— BEGIN —

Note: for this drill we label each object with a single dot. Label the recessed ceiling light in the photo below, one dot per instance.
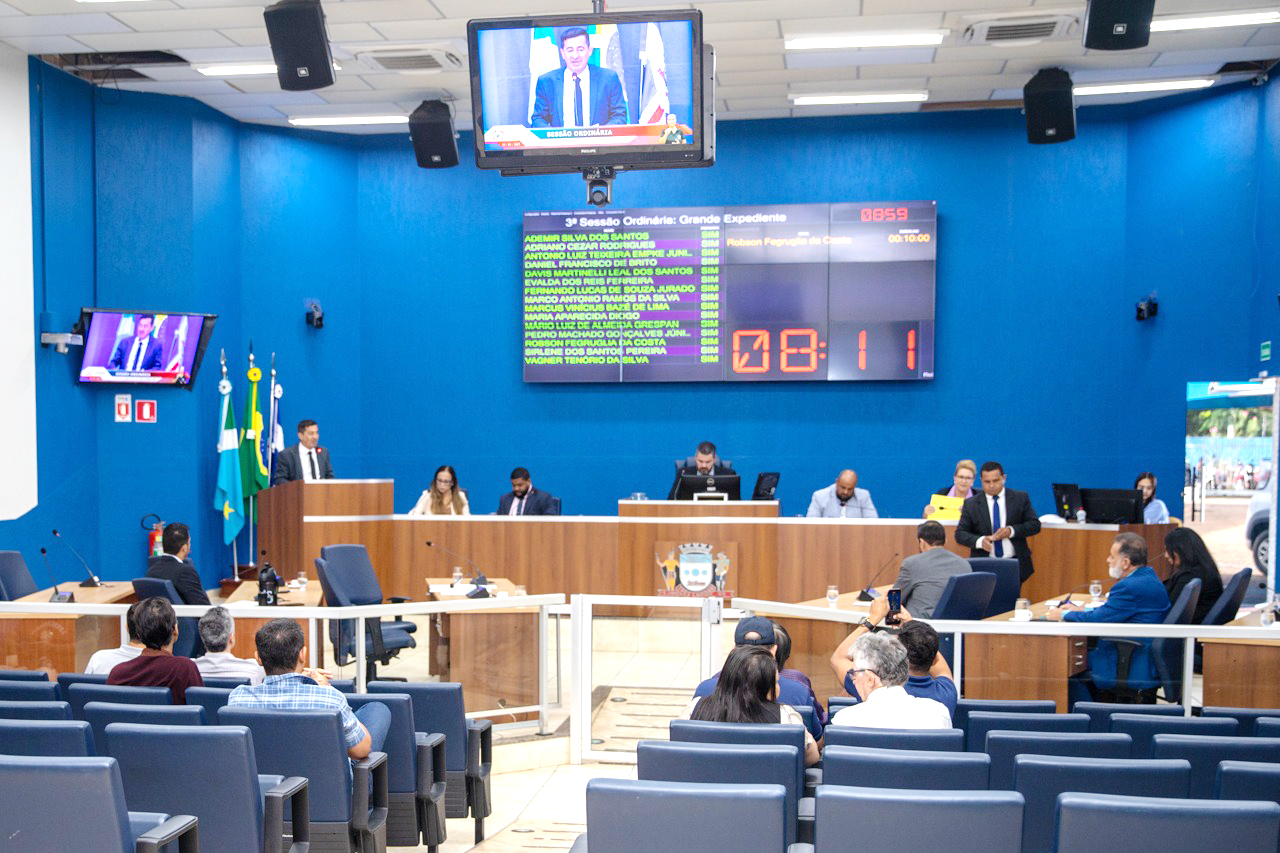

— END —
— BEGIN —

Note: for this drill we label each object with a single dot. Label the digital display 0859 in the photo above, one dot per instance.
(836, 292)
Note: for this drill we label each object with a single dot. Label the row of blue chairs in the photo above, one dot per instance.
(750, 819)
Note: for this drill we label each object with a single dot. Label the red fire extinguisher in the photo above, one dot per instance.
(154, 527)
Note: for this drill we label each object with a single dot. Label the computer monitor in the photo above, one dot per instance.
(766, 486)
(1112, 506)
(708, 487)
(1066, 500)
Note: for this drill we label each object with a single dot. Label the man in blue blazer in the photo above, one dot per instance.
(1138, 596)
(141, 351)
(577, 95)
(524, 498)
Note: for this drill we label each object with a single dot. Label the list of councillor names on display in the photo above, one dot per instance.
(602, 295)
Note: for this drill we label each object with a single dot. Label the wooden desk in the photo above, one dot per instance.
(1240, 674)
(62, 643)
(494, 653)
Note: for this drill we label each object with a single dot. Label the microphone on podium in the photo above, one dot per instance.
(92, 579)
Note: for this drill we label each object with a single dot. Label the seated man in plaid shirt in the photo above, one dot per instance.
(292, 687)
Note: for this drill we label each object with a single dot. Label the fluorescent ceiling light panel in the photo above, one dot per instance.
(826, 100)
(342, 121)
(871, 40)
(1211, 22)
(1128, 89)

— END —

#### [Requirements]
Write out each line in the records above that includes the word "ceiling".

#### [Output for this exercise]
Note: for this drill we label each object with a single dot. Label the recessed ceiling light in the photo below, one dot per instance.
Note: for this drill we label each object with a single dot. Label the fluorescent ceiling light panel in the photo above, one dot per instance.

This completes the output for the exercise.